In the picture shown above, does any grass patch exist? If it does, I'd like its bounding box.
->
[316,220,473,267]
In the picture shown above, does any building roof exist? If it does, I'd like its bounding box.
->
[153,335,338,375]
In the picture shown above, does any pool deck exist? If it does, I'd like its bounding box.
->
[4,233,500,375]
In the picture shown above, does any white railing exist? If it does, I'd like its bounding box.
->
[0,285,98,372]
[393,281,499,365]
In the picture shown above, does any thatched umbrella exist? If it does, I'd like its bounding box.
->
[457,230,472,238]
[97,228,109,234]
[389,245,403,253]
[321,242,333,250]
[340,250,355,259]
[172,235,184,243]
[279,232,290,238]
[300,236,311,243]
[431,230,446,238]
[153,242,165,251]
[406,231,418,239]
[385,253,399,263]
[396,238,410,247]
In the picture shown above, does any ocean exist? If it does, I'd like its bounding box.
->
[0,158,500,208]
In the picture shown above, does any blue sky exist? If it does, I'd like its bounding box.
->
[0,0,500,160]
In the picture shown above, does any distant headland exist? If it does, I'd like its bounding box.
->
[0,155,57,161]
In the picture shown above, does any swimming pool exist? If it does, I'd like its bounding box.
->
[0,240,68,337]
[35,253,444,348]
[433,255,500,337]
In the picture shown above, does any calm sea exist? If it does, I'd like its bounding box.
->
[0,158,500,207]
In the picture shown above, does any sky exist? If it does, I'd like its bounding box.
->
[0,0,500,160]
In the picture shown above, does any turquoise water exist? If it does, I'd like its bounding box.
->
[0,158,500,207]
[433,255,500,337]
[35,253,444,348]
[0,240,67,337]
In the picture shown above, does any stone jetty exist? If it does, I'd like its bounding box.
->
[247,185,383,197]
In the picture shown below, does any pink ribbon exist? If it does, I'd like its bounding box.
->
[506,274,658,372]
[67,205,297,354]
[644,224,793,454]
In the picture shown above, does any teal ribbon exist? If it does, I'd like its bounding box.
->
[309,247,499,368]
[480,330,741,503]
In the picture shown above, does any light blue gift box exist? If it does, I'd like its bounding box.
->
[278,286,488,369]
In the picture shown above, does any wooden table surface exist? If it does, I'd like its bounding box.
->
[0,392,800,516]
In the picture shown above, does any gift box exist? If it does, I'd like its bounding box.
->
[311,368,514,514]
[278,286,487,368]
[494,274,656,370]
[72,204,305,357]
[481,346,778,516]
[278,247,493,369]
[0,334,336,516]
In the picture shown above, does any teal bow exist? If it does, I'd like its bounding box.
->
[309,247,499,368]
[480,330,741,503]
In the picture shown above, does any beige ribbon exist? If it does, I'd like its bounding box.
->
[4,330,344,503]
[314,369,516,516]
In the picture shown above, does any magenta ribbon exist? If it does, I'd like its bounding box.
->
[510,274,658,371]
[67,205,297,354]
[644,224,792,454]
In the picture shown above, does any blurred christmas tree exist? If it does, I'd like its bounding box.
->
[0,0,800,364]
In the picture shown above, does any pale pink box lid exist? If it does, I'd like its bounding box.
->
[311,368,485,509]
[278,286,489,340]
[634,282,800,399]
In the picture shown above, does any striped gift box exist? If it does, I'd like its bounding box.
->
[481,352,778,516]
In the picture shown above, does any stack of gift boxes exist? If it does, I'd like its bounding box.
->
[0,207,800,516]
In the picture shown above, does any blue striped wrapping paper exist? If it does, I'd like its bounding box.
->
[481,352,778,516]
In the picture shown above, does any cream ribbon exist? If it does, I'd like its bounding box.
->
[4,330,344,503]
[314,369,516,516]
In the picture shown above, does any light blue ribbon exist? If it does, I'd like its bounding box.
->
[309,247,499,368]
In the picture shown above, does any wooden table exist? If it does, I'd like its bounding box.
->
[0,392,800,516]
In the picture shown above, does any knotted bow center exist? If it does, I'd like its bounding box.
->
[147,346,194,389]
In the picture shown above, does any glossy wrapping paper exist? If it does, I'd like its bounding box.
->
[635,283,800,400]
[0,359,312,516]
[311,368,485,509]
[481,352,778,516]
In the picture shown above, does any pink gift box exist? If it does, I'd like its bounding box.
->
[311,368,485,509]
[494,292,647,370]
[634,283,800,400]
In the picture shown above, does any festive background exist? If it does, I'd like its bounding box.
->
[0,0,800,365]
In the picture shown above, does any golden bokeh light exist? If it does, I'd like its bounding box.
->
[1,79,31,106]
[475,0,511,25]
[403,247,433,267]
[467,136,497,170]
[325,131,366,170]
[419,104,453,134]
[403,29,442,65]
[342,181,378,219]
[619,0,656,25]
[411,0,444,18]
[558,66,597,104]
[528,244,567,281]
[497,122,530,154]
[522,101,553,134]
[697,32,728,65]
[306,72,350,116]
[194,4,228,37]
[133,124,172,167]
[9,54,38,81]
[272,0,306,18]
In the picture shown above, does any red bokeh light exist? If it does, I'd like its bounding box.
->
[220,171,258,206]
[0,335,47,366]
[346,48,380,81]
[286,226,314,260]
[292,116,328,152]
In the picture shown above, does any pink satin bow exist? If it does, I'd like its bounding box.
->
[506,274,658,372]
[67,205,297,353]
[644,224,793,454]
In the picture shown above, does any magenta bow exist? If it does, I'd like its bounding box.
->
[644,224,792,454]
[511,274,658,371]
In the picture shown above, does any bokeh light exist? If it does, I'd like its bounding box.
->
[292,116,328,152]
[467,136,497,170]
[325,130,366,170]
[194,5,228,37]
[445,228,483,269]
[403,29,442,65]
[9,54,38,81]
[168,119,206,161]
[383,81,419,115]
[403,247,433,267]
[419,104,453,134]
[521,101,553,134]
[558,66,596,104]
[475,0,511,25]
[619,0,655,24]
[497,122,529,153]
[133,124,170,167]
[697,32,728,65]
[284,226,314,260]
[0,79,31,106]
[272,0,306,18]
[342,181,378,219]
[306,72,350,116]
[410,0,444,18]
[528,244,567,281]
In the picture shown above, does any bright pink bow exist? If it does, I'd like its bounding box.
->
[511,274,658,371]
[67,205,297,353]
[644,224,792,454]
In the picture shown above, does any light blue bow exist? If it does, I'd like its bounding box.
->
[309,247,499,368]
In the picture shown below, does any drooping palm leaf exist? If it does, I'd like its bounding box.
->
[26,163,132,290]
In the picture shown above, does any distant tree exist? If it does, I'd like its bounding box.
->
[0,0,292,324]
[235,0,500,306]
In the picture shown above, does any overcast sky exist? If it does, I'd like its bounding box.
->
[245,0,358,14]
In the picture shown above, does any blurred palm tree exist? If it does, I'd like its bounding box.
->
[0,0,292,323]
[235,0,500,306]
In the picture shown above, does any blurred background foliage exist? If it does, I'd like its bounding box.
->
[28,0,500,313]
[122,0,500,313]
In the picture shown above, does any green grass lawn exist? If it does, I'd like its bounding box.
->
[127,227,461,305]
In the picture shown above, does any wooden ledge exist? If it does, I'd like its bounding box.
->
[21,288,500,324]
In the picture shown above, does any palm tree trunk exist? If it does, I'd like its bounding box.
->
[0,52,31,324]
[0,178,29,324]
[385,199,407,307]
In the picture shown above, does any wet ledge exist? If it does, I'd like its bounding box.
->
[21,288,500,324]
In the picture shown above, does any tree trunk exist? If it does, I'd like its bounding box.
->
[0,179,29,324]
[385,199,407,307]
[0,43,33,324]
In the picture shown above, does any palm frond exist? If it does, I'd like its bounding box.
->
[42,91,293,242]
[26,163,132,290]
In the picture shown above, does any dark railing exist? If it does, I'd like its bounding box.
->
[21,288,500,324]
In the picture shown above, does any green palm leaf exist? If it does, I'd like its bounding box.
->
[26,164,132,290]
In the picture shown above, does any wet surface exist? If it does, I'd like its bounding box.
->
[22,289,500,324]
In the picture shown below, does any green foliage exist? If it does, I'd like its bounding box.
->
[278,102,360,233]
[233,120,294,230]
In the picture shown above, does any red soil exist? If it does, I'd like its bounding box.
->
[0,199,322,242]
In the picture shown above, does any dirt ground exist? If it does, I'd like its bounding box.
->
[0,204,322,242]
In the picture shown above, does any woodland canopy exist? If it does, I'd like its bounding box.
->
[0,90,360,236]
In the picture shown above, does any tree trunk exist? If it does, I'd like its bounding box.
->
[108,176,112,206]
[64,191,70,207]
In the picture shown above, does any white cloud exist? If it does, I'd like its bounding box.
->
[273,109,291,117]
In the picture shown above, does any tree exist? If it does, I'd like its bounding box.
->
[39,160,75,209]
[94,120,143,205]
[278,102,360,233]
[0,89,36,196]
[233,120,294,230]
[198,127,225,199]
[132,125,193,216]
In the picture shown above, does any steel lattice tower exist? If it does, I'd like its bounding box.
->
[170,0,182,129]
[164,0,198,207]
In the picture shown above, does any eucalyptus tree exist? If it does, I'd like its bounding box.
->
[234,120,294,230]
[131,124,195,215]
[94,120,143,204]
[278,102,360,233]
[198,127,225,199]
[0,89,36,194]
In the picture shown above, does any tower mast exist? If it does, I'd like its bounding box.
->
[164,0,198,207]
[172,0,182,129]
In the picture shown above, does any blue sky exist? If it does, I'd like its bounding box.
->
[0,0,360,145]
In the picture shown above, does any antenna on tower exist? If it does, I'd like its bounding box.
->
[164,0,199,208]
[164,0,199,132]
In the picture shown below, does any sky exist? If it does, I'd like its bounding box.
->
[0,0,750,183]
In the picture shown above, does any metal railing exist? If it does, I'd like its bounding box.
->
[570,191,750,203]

▬▬▬▬▬▬▬▬▬▬

Swap "bounding box" for "enclosing rectangle" throughout the items, from the line with "In the picture shown above, does any tree exist?" up to and including the final line of the items. Give back only those lines, with nothing else changed.

In the picture shown above, does any tree exist? If it does, I'd like its enclosing rectangle.
->
[39,160,75,209]
[94,120,143,205]
[278,102,360,233]
[0,89,36,196]
[233,120,294,230]
[198,127,225,199]
[132,125,193,216]
In the picture shown above, does any steel lattice tower exist? If it does, I'd like its enclosing rectangle.
->
[170,0,182,129]
[164,0,198,207]
In the picture shown above, does any eucalyptus tree exist? If it does, I'd like its enclosing rectangle.
->
[234,120,294,230]
[131,124,195,215]
[94,120,143,204]
[278,102,360,233]
[198,127,225,199]
[0,89,36,194]
In the picture shown above, does any tower mast exist? If it does, I'd like its enclosing rectangle.
->
[164,0,198,207]
[172,0,182,129]
In the picture shown above, does any blue sky exist? If it does, I'd like its enclosing rectangle.
->
[0,0,360,145]
In the picture shown above, does any antenna on tower exist? If it does, I'd like its enclosing rectangle.
->
[164,0,199,208]
[164,0,199,132]
In the picture shown below, does any sky exist? If it does, I'd like its enclosing rectangle.
->
[0,0,750,183]
In the picture shown above, does any metal railing exist? If it does, I'd like its enclosing rectangle.
->
[570,191,750,203]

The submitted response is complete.